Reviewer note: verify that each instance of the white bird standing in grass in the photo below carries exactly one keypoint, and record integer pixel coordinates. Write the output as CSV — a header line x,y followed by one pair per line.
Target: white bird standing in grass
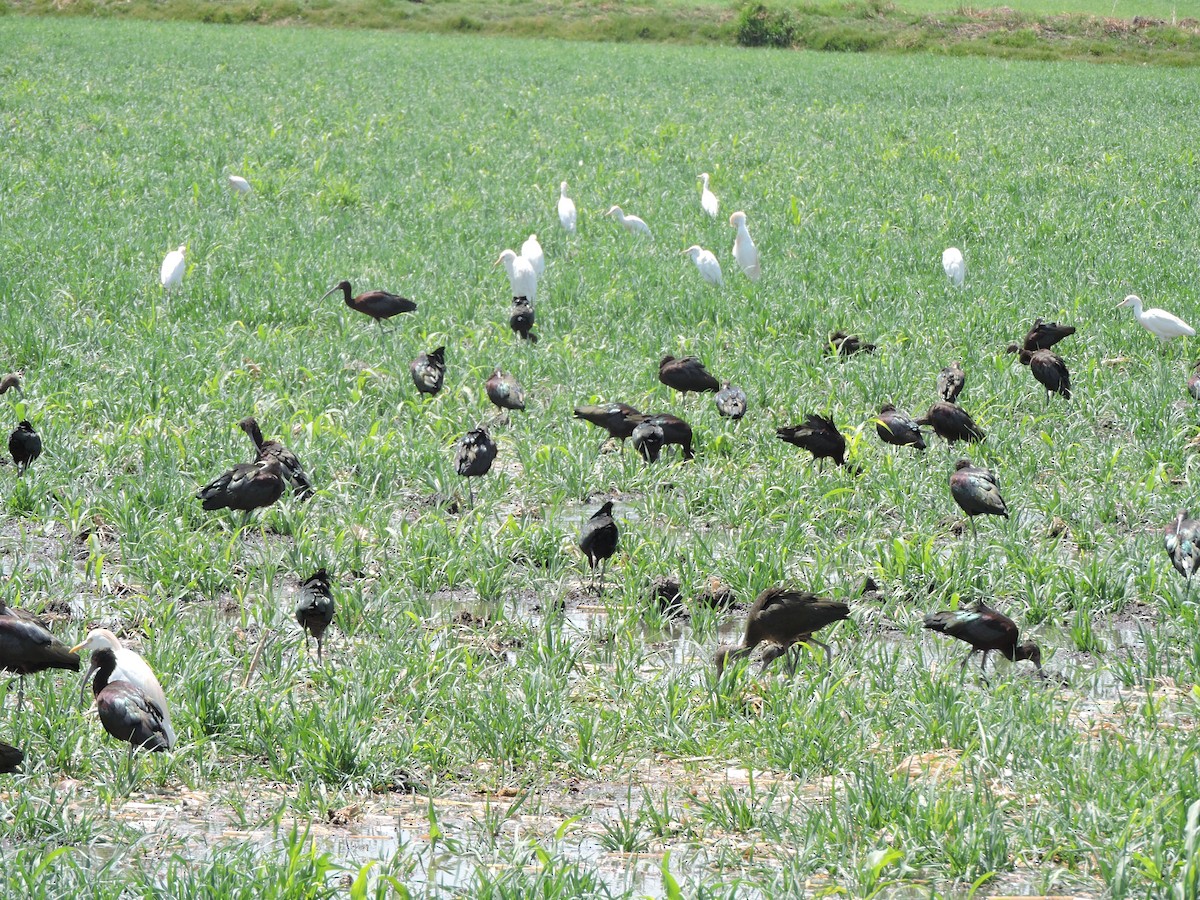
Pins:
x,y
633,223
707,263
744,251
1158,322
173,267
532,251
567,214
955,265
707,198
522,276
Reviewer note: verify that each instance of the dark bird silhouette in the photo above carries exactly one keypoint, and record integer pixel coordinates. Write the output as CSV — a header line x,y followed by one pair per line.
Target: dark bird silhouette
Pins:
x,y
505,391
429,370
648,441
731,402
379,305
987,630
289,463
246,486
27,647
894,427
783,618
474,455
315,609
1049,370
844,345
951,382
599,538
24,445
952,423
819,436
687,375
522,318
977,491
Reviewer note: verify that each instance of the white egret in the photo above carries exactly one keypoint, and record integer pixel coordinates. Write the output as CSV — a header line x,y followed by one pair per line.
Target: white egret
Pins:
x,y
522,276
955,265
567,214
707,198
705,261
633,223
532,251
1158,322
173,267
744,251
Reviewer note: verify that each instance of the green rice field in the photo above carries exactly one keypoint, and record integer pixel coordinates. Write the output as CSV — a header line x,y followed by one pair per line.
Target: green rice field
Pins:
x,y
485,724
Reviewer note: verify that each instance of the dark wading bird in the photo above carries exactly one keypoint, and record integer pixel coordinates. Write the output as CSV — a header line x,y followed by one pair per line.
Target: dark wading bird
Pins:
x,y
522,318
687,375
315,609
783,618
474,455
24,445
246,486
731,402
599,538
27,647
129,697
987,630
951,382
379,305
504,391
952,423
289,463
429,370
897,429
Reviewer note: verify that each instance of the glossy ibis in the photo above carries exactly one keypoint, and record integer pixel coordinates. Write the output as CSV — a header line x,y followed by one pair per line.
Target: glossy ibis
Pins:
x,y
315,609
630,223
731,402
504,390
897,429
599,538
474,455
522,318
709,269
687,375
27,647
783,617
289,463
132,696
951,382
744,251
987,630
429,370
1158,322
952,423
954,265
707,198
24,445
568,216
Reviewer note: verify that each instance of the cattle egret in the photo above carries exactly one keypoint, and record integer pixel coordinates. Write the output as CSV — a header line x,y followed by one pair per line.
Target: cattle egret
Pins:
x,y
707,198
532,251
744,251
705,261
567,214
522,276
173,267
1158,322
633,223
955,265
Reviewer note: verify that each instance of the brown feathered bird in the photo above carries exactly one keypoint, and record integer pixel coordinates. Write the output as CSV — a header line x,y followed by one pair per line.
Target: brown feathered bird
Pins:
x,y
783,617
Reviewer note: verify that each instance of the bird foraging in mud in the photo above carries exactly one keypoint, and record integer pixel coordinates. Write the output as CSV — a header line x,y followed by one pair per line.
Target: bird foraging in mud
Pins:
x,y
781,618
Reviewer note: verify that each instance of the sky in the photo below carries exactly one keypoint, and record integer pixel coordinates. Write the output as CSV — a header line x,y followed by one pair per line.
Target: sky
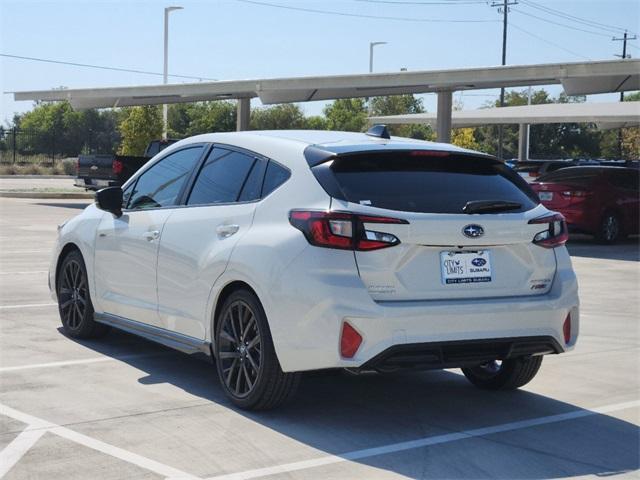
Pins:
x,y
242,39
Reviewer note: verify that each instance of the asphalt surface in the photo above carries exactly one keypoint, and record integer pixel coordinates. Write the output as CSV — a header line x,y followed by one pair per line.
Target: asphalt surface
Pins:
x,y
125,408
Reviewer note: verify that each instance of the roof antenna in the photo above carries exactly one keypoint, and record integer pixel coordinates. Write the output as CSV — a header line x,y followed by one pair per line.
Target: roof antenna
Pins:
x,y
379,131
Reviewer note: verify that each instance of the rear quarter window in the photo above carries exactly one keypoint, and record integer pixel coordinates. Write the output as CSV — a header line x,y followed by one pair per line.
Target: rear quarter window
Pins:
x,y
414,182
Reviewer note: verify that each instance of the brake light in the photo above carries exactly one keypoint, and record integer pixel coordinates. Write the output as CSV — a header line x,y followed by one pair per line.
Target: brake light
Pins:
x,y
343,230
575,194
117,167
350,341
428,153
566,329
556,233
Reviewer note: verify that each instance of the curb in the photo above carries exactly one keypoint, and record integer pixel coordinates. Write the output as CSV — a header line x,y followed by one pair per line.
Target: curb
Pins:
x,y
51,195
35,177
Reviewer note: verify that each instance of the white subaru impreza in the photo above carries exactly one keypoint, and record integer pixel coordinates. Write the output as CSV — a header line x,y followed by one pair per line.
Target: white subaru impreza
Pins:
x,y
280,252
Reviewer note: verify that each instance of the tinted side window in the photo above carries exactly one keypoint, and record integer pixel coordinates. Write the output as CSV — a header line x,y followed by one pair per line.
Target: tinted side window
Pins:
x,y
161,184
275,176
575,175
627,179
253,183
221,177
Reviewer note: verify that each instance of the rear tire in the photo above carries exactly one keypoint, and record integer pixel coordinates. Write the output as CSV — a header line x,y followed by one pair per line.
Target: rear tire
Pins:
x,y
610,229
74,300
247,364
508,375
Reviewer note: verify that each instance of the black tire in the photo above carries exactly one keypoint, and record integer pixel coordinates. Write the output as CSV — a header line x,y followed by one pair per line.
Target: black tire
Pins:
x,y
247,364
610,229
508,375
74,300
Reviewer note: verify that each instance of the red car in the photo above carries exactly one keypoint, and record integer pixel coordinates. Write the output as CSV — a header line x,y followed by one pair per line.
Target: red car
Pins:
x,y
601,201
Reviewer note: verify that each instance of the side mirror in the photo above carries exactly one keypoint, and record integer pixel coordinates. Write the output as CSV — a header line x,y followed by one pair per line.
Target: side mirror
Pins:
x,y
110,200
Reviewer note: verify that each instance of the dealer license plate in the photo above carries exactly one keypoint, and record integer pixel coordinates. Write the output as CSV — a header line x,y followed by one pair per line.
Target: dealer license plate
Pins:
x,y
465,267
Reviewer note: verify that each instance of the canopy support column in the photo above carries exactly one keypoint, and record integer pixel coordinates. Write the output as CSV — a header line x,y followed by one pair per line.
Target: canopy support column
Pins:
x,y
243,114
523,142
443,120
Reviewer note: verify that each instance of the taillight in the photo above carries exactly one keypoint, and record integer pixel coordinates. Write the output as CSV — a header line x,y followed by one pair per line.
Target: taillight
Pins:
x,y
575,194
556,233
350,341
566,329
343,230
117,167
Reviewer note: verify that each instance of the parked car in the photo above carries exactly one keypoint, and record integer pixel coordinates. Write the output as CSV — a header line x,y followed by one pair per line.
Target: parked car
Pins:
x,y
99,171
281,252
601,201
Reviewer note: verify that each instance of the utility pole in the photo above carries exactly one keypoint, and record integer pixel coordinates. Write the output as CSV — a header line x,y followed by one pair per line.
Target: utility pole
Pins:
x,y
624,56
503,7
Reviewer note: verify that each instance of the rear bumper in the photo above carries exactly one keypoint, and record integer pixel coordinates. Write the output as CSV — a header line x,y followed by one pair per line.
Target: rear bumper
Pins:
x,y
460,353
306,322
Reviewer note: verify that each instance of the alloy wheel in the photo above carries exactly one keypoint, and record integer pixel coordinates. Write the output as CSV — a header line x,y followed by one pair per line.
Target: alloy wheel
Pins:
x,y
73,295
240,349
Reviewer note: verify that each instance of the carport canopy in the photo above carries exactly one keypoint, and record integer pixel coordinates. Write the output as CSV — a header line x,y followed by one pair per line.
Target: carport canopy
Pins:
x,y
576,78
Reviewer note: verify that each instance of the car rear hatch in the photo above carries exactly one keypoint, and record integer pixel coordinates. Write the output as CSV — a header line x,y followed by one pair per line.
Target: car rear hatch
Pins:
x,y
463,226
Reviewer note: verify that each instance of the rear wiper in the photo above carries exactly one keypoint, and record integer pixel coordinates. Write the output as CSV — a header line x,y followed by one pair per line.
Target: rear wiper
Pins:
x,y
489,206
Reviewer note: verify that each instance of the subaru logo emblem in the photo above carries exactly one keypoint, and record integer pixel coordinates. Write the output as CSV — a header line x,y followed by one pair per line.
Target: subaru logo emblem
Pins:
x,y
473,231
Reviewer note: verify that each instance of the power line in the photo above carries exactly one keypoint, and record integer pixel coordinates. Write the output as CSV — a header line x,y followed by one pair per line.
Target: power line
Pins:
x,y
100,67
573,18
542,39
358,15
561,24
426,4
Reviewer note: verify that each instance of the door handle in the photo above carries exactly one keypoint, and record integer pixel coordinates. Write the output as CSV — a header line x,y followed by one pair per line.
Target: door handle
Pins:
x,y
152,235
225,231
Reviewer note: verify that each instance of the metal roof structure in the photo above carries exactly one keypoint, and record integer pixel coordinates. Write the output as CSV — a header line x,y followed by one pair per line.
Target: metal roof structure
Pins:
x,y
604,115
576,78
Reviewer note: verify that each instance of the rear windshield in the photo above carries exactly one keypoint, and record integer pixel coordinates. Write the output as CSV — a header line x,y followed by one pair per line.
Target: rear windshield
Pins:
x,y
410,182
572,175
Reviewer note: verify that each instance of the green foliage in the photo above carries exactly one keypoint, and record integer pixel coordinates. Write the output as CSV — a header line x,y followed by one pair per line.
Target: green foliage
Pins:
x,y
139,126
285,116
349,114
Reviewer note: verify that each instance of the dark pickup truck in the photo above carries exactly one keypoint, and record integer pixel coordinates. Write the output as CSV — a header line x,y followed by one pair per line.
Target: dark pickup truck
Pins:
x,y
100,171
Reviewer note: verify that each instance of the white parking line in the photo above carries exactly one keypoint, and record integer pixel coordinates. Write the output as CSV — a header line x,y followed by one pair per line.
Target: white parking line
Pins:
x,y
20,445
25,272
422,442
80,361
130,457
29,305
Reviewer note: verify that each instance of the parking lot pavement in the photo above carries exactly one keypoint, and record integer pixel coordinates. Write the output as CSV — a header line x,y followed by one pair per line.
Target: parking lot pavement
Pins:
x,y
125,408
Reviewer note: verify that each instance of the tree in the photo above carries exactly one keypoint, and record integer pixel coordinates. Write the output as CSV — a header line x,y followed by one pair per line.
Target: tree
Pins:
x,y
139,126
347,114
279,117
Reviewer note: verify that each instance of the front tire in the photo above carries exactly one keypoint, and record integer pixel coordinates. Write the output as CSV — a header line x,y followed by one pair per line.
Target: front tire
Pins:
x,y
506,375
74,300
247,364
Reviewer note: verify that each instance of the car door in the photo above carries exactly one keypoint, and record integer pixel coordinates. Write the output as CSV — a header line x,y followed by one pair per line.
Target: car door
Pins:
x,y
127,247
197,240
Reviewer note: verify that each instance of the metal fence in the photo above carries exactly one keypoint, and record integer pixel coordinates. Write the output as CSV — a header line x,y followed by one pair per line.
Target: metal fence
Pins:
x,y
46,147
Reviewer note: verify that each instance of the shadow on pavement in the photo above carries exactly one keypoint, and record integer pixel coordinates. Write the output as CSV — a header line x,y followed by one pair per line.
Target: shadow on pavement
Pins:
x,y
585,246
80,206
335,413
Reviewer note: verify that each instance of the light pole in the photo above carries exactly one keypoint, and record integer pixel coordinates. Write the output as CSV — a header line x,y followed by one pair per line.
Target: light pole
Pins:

# # #

[YOUR ASSIGNMENT]: Filter the listing above down to the lines that contain the word "foliage".

[OUTPUT FOR THIS EXERCISE]:
Reviewer note: verify that each instance of the green foliage in the photo above carries exactly one keypoint, and record integer pixel coordinates. Write the output as CSV — a header line x,y followed by one pair per line.
Target: green foliage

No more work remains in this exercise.